(Text excerpt):
----------
SF-003: Path traversal in remote handle components allows writes outside skills directory

  • Severity: High
  • Location: agr/handle.py:parse_handle
  • Description: Remote handle components (username, repo, skill name) were validated against the reserved -- separator but not against path traversal sequences . and ... A handle like user/repo/.. would parse successfully with name="..", causing the install destination to resolve to skills_dir / ".." — the parent of the skills directory. In the worst case (agr sync --force or agr upgrade), shutil.rmtree() would delete the parent directory before shutil.copytree() replaces it with skill contents. This is especially dangerous through the package expansion path (package.py:expand_packages): a malicious remote package could include a sub-dependency with a traversal handle in its agr.toml, and the user would never see the raw handle — they'd only have a top-level type = "package" dependency. The same issue applied to . as a component, which would resolve the destination to the skills directory itself. Local handles were already protected (. produces an empty name caught by not name, .. is explicitly rejected), but the remote handle branch had no such checks.
----------
(Extracted records):
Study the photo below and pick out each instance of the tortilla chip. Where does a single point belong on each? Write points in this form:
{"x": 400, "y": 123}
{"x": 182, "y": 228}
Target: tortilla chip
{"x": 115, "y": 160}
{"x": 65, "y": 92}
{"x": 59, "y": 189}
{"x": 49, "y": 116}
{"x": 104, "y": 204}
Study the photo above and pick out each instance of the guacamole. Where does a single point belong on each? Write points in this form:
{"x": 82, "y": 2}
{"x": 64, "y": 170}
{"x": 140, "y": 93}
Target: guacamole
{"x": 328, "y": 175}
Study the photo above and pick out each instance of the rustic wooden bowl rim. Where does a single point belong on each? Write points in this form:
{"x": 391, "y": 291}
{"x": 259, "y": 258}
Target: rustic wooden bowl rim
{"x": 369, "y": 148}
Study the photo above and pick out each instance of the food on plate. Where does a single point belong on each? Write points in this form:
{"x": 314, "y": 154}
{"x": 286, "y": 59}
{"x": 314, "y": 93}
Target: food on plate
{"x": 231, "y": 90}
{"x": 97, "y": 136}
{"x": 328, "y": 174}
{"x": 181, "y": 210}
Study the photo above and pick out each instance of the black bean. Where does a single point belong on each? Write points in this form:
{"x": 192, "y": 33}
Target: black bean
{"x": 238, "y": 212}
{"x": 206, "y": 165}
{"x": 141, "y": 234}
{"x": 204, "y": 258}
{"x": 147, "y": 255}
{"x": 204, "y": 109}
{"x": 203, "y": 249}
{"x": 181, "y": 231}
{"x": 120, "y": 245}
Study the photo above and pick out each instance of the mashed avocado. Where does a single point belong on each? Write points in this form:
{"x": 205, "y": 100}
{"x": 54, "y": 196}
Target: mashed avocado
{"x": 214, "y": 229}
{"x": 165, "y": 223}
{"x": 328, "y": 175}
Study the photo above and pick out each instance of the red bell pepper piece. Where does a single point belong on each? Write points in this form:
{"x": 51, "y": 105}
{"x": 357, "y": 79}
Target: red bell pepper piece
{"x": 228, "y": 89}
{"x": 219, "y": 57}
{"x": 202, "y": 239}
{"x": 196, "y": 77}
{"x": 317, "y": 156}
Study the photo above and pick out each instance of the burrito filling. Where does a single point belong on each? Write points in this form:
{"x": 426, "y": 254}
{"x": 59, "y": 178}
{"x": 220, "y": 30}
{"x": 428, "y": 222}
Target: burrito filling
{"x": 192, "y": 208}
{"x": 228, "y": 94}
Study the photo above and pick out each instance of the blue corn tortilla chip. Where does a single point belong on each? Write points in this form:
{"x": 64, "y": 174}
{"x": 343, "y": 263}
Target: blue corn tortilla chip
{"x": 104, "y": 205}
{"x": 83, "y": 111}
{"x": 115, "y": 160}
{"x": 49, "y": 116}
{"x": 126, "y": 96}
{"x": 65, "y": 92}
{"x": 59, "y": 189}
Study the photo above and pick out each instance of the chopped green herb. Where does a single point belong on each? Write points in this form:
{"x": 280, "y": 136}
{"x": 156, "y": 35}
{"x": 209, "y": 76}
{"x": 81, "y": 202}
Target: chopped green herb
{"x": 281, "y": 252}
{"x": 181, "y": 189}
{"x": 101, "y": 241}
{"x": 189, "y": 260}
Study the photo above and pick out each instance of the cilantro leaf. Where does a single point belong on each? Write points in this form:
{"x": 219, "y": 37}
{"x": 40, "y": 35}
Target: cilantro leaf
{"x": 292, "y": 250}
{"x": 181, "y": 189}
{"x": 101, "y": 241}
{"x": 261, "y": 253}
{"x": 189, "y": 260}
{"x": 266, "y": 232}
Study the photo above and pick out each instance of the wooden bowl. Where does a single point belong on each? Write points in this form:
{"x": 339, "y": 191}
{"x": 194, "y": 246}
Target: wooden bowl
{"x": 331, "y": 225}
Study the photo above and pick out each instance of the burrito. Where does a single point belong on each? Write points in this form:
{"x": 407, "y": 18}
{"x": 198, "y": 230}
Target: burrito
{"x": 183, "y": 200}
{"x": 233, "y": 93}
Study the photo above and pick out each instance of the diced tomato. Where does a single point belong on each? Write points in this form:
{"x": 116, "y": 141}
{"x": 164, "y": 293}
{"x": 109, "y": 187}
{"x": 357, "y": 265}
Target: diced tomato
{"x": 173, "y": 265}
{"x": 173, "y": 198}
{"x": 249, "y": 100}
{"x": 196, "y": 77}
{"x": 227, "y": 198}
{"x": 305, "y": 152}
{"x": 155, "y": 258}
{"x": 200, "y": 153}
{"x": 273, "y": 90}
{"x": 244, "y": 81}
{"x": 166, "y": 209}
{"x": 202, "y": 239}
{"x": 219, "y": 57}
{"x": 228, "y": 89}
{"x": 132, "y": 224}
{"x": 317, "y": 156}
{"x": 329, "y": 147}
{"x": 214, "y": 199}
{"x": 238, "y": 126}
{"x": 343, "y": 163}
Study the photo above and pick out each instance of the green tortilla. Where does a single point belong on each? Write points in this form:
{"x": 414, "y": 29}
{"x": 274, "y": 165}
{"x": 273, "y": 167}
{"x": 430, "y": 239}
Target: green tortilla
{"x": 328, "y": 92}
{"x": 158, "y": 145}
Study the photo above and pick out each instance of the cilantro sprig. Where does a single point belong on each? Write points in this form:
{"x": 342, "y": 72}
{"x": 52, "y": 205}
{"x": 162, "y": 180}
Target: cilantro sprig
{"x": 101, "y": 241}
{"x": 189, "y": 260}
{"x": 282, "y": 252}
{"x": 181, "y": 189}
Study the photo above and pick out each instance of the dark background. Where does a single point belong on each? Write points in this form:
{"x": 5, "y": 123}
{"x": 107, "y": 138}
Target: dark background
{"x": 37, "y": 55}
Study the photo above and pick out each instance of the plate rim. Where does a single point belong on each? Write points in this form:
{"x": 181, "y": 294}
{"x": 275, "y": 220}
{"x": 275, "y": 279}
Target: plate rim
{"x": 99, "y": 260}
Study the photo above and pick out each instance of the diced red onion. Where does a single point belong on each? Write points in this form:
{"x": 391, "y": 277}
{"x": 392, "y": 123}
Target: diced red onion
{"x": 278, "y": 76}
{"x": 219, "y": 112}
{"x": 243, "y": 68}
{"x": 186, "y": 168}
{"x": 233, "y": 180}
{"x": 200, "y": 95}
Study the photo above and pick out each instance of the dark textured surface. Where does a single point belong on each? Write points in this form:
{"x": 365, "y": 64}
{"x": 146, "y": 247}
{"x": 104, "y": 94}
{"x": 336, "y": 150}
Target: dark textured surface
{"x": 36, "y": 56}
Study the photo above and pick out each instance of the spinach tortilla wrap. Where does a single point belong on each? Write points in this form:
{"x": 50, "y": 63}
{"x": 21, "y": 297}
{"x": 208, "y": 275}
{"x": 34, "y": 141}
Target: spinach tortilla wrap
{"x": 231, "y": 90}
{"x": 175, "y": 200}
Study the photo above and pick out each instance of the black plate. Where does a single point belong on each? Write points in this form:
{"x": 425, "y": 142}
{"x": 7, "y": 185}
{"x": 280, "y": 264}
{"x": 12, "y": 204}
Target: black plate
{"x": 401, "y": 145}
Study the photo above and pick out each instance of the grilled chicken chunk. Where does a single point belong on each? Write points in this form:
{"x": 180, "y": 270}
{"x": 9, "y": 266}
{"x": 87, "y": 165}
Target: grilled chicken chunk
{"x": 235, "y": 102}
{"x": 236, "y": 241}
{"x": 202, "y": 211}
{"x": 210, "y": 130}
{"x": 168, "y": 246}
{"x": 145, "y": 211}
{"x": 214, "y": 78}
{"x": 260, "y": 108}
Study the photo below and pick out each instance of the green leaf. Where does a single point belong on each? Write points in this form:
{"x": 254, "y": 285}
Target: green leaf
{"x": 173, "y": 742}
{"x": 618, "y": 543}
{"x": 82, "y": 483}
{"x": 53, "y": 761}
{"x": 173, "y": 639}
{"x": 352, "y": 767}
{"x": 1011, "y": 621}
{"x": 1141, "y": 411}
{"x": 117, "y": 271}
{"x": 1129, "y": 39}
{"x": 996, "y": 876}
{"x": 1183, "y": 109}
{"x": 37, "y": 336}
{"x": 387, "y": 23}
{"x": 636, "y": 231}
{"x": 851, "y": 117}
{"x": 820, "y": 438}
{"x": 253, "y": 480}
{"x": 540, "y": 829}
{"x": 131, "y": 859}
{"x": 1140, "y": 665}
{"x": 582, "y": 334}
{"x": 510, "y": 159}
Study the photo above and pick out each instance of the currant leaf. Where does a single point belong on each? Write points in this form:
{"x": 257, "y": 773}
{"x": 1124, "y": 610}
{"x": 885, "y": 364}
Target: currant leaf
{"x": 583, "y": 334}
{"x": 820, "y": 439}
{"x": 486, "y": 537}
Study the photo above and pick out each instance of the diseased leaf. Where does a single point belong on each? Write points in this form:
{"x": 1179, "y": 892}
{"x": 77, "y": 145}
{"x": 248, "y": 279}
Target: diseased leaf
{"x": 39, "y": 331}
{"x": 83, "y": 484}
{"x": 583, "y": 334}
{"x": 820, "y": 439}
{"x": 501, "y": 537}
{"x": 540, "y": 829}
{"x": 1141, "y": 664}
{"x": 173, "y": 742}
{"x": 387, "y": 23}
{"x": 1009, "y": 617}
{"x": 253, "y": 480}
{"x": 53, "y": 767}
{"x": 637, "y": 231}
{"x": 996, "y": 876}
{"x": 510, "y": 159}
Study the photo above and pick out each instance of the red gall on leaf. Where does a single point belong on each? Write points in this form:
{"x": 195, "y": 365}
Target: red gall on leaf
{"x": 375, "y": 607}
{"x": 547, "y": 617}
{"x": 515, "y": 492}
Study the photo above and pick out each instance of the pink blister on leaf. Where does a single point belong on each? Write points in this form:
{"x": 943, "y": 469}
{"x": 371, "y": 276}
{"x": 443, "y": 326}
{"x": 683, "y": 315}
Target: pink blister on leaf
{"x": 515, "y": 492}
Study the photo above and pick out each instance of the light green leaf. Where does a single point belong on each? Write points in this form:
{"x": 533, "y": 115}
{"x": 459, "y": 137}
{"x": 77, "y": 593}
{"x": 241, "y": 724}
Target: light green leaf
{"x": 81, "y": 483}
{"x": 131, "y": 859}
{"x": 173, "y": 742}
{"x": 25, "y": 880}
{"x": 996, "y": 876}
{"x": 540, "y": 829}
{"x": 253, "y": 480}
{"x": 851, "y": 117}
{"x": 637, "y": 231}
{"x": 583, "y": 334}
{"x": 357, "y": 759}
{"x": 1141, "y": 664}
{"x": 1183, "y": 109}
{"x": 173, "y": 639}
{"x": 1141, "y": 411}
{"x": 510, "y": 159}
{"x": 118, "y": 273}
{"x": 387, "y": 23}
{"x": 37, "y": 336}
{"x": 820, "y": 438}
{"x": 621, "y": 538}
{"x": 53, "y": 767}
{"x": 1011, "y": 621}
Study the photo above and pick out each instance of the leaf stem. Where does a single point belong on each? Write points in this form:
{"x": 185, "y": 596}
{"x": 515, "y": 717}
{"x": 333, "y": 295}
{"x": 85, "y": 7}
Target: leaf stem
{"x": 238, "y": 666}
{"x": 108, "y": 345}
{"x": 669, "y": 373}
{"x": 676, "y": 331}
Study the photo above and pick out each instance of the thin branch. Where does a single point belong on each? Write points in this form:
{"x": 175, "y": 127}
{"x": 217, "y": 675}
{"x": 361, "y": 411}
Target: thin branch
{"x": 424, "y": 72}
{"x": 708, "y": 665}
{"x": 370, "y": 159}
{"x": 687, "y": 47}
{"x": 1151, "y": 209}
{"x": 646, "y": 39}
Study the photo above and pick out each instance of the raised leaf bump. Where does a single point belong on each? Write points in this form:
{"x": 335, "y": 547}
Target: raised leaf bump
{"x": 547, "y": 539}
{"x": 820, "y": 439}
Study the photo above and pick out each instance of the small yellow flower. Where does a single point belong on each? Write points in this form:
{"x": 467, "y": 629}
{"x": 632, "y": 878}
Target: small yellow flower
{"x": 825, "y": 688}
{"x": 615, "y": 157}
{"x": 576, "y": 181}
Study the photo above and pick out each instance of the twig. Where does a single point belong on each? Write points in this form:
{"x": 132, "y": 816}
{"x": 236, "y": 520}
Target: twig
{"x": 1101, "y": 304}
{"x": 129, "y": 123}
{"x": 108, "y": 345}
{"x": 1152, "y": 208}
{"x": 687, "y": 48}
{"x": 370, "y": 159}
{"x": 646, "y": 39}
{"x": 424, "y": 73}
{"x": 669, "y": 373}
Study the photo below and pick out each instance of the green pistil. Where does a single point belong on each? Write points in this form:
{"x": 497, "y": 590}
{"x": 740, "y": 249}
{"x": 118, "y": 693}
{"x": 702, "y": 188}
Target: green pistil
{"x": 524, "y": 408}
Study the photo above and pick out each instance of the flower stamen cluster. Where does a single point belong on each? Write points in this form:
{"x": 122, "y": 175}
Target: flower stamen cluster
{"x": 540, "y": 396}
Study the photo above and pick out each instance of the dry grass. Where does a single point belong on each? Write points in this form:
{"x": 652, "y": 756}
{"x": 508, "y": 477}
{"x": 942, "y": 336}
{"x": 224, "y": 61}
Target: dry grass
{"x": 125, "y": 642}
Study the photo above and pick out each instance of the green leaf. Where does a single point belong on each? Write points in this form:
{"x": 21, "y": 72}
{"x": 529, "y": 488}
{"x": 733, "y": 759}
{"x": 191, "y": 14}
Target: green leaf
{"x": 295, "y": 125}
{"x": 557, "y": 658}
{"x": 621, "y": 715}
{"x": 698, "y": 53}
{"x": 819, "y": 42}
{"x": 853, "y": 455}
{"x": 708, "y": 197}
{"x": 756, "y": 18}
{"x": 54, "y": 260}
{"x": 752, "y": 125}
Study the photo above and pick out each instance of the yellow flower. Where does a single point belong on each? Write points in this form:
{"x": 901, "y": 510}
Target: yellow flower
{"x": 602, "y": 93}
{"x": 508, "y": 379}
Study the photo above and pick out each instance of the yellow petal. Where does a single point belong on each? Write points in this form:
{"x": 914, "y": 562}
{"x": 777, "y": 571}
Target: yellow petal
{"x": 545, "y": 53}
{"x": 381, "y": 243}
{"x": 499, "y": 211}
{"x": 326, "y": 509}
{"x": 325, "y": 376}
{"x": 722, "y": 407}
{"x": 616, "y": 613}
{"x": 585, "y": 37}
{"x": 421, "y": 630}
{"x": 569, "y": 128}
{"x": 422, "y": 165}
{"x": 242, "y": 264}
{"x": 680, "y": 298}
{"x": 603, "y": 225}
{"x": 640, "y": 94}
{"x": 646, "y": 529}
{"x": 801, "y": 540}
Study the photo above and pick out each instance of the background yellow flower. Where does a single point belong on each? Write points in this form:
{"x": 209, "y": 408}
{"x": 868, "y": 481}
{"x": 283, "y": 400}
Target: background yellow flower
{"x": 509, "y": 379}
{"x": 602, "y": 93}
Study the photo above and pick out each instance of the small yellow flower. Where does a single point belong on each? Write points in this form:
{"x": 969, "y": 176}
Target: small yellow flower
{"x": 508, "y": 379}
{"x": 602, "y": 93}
----------
(Challenge 1):
According to the path traversal advisory, why is the flaw especially dangerous through the package expansion path?
(Challenge 2):
Resume the advisory on path traversal in remote handle components from where it stops.

(Output 1):
A malicious remote package could list a sub-dependency with a traversal handle in its agr.toml. The user would never see that raw handle, only a top-level dependency of type = "package".

(Output 2):
  • Resolution: Fixed. Added _validate_no_path_traversal() helper in handle.py that rejects . and .. as handle components. Applied to all remote handle parsing branches (1-part with default_owner, 2-part user/skill, 3-part user/repo/skill) alongside the existing _validate_no_separator() check. Added 8 tests covering traversal in each component position and both . and .. variants.
  • Status: Fixed (2026-04-12)

SF-004: Lockfile commit field accepts arbitrary git refs, defeating --frozen immutability

  • Severity: Medium
  • Location: agr/git.py:fetch_and_checkout_commit, agr/lockfile.py:LockedEntry.from_dict
  • Description: The lockfile's commit field was loaded from disk as an arbitrary string with no format validation. In --frozen mode, fetch_and_checkout_commit() passed this string directly to git fetch --depth=1 origin <commit> and git checkout <commit>. While agr always writes valid 40-character hex SHAs when generating the lockfile, a tampered lockfile (e.g. via a malicious pull request that modifies agr.lock) could substitute a branch name (main), tag (v1.0), or other git ref for a pinned commit SHA. When another developer then runs agr sync --frozen, git would resolve the ref to whatever commit it points to at that moment — potentially a different (malicious) commit than the one originally pinned. This defeats the core purpose of --frozen mode: ensuring reproducible, immutable installs from exact commit SHAs. The attack is particularly effective because lockfile diffs are often large and reviewers tend to skim them.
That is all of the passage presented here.